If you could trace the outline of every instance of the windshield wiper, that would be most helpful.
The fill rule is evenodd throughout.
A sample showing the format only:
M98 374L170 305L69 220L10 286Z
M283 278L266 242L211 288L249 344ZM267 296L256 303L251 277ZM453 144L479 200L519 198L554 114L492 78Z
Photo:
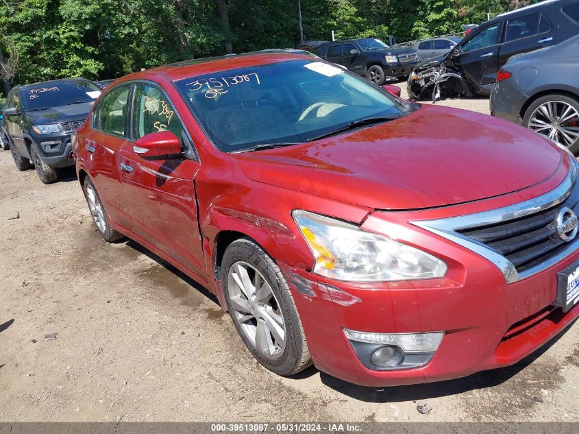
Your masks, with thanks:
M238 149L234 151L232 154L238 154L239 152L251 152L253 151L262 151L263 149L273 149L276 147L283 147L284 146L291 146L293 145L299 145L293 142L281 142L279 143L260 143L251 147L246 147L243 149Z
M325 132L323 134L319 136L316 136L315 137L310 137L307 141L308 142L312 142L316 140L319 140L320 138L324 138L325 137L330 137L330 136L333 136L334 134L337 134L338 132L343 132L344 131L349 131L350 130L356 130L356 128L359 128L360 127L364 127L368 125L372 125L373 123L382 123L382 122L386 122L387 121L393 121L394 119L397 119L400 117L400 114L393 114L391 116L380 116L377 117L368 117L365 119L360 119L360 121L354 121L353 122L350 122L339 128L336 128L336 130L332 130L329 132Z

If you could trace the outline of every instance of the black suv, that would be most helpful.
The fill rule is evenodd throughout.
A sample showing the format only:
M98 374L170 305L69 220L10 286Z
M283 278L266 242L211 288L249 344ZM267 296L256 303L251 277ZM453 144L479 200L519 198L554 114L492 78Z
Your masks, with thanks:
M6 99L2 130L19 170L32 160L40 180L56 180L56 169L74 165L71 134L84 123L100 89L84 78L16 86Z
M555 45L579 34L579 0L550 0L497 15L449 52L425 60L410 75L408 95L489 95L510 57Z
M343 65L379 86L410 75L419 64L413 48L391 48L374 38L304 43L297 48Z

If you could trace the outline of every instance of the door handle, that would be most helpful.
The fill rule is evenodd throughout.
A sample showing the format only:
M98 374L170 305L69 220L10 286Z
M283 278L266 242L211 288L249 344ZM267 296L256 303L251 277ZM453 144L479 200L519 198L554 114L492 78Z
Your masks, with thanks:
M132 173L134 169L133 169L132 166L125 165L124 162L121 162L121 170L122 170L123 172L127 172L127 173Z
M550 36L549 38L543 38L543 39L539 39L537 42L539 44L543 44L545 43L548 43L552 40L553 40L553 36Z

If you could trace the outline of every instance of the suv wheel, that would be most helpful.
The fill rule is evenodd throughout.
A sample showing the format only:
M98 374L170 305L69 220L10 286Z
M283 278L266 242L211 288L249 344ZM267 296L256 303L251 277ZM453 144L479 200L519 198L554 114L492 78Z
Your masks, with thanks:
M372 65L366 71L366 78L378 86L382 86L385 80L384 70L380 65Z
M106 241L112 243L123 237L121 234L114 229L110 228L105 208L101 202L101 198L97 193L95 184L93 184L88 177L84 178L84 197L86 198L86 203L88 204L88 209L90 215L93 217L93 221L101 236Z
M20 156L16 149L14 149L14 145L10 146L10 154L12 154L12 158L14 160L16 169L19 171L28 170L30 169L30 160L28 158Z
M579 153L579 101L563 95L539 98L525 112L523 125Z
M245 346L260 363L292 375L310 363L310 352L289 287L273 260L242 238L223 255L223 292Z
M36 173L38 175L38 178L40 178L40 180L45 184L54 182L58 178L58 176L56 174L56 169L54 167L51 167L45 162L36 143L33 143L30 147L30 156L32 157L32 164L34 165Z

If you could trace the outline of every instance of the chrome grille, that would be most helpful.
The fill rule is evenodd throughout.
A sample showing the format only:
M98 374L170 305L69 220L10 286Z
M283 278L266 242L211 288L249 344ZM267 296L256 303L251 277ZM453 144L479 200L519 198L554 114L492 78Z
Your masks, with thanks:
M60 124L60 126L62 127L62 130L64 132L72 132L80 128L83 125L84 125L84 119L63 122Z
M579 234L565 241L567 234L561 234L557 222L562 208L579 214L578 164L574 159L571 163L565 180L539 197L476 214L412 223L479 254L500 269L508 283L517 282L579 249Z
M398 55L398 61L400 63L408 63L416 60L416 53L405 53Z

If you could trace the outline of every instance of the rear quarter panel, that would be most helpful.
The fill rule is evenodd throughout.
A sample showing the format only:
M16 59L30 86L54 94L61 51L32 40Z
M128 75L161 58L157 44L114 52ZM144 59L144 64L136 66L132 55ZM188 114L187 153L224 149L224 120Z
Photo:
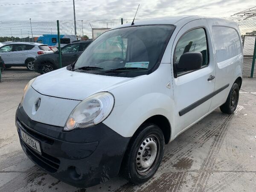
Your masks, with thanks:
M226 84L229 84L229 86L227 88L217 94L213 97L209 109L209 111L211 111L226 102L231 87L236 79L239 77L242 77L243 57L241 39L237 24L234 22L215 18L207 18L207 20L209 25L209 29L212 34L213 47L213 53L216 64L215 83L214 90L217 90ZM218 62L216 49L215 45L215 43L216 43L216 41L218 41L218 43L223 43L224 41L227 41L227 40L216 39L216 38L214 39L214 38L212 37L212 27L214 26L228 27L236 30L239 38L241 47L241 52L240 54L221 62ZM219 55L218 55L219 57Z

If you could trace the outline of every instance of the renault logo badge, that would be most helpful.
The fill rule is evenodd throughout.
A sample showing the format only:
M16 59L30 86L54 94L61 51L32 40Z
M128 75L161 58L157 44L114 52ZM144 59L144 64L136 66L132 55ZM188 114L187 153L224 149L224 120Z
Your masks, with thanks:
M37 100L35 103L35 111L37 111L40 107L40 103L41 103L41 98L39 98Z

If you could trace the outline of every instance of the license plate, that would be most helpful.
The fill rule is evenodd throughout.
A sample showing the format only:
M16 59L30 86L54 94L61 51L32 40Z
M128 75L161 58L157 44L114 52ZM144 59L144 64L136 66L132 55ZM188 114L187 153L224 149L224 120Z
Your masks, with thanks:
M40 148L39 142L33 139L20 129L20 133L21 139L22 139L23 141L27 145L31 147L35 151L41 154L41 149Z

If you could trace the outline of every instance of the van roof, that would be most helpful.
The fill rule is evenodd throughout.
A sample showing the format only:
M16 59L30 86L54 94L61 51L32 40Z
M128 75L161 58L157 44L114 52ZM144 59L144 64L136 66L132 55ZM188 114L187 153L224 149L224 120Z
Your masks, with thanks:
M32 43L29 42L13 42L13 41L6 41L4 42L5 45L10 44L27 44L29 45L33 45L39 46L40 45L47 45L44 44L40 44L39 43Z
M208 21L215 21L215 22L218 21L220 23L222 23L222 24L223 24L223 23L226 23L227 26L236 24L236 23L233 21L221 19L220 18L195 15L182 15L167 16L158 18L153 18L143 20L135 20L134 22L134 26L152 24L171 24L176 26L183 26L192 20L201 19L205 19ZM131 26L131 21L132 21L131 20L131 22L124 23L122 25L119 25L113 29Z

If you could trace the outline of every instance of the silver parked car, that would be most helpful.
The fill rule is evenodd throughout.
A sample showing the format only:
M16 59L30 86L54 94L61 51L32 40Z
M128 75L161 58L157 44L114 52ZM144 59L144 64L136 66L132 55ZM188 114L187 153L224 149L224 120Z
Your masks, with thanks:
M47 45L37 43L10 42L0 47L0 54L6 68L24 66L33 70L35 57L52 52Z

What the exercise asks:
State how many lines of the records above contain the string "could", treating uppercase and lowercase letters as distinct. Reply with the number alone.

Result for this task:
10